*Goal of the exercise*: Copy exactly the lines from the "Indicate the sunlit" line to the end, both included, and nothing else.

*Object point labels*:

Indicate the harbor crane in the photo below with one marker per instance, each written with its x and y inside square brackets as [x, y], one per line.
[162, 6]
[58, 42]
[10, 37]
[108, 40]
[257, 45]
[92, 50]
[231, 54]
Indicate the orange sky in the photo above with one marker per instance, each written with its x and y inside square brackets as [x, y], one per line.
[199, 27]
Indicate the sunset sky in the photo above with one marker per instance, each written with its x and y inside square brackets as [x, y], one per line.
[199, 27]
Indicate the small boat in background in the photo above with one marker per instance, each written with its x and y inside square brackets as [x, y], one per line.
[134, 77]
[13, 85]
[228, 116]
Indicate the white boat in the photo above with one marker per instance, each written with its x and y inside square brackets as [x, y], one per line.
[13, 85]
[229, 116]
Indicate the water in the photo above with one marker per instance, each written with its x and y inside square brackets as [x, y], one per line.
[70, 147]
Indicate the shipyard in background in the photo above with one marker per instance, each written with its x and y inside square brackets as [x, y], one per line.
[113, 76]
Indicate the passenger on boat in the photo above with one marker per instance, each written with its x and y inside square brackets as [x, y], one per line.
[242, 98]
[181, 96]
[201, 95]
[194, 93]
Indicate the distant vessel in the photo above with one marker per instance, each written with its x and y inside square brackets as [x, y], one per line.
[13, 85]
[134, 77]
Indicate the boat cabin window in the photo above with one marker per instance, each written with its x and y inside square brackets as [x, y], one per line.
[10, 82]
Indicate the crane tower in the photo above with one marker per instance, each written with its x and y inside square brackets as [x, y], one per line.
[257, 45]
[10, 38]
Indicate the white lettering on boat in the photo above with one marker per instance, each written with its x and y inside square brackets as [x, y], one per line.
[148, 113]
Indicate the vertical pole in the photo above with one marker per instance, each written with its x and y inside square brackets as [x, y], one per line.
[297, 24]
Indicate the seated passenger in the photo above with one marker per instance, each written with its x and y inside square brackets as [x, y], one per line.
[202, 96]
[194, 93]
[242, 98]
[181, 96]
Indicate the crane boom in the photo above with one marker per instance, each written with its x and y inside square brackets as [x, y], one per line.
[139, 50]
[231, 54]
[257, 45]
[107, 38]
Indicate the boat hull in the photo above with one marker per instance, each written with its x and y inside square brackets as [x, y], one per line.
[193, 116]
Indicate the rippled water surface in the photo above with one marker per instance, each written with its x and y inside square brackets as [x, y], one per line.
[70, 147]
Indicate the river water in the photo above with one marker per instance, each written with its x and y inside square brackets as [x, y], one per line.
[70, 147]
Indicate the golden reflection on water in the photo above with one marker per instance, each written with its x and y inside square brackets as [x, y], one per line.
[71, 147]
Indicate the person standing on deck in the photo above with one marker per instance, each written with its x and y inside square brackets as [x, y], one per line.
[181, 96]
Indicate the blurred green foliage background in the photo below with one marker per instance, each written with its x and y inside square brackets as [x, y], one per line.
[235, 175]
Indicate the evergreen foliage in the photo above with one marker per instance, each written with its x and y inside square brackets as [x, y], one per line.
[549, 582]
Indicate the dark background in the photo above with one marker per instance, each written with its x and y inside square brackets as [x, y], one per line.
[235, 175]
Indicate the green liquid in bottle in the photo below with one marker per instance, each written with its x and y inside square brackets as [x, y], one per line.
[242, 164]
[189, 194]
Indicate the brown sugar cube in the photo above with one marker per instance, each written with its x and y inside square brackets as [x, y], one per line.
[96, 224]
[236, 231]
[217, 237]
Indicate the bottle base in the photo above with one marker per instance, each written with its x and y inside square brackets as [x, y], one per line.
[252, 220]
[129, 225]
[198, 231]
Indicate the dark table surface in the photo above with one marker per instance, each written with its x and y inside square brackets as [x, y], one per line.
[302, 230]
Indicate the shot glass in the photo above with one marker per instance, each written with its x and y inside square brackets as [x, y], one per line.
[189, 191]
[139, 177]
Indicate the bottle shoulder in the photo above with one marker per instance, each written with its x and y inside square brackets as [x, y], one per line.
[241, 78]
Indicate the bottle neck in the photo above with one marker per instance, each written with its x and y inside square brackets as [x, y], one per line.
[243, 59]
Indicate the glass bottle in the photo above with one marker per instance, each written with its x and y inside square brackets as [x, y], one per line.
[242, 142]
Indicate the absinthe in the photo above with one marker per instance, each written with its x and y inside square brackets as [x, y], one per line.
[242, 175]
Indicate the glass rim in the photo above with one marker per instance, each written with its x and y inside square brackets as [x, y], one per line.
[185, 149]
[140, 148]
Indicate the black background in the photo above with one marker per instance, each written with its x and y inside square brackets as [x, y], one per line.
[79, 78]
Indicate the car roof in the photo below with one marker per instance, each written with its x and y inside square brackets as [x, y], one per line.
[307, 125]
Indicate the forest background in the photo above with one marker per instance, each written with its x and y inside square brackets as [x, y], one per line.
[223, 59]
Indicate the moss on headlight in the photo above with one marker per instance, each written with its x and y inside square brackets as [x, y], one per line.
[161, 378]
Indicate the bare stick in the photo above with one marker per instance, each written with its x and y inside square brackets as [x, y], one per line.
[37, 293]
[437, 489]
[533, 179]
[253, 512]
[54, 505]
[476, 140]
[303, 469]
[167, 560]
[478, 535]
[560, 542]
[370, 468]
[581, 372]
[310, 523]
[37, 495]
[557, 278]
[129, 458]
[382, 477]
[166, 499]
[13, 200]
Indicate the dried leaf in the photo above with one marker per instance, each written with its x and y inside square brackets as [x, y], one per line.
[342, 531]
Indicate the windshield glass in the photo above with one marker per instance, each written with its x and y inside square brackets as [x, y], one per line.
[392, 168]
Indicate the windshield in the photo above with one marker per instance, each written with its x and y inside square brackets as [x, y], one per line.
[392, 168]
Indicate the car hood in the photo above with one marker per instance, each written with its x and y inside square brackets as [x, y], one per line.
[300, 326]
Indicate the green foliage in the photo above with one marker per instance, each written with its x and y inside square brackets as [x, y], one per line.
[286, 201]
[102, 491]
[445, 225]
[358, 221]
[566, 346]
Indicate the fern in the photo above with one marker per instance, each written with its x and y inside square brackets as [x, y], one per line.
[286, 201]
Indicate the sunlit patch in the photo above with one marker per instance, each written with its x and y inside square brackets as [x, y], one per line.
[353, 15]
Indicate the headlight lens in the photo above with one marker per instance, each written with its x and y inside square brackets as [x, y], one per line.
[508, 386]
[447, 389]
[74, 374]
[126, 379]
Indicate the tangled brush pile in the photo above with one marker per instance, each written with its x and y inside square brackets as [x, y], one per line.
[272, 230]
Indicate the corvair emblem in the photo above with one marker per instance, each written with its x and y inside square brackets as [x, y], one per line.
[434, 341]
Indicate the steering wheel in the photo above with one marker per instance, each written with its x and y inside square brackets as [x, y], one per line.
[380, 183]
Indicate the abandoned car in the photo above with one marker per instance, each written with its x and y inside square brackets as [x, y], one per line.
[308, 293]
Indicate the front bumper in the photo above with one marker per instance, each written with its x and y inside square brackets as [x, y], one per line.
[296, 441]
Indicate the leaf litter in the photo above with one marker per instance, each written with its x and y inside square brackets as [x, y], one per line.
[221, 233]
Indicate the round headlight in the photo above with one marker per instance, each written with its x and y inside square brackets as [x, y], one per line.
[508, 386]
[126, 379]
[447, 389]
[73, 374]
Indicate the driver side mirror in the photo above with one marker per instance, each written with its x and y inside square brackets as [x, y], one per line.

*Solution*:
Indicate the sunlit patch in the photo above with one marker per instance, each written with its x and y inside square brackets as [x, y], one per line.
[353, 15]
Indicate the headlight lens in the photo above with one marker per instance, each written with its x and y inside square brackets as [x, y], one per line.
[508, 386]
[447, 389]
[74, 374]
[126, 379]
Indicate the tangled brush pile in the photo above with one marker per instance, each written with its x and y inside square brackets as [x, y], one per line.
[272, 230]
Indicate the corvair emblem in the photo above with one marker per instance, each written with its x and y inside square brackets as [x, y], one per line.
[434, 341]
Indicate the steering wheel in the photo above with one marker per instance, each written with its x and y inside square brackets as [x, y], one per line.
[380, 183]
Indicate the abandoned car in the photo above with one marker per instance, each written with its x and y inside square brackets as [x, y], one per line.
[308, 293]
Indicate the front bumper in the photo above with one marker per instance, each written with its x and y inside square brackets as [x, y], one per line.
[296, 441]
Indicate the leaf litter in the photo above with one marker per instance, each written with its x and y inside square brackets as [x, y], one per line.
[221, 233]
Indicate the round headlight in the photo above with one marker per instance, each written with its x and y inside square brackets as [x, y], one per line.
[508, 386]
[126, 379]
[447, 389]
[73, 374]
Indicate the driver side mirror in the photo above with one marker per instance, each written with its x and y inside square brackets as [x, y], one per line.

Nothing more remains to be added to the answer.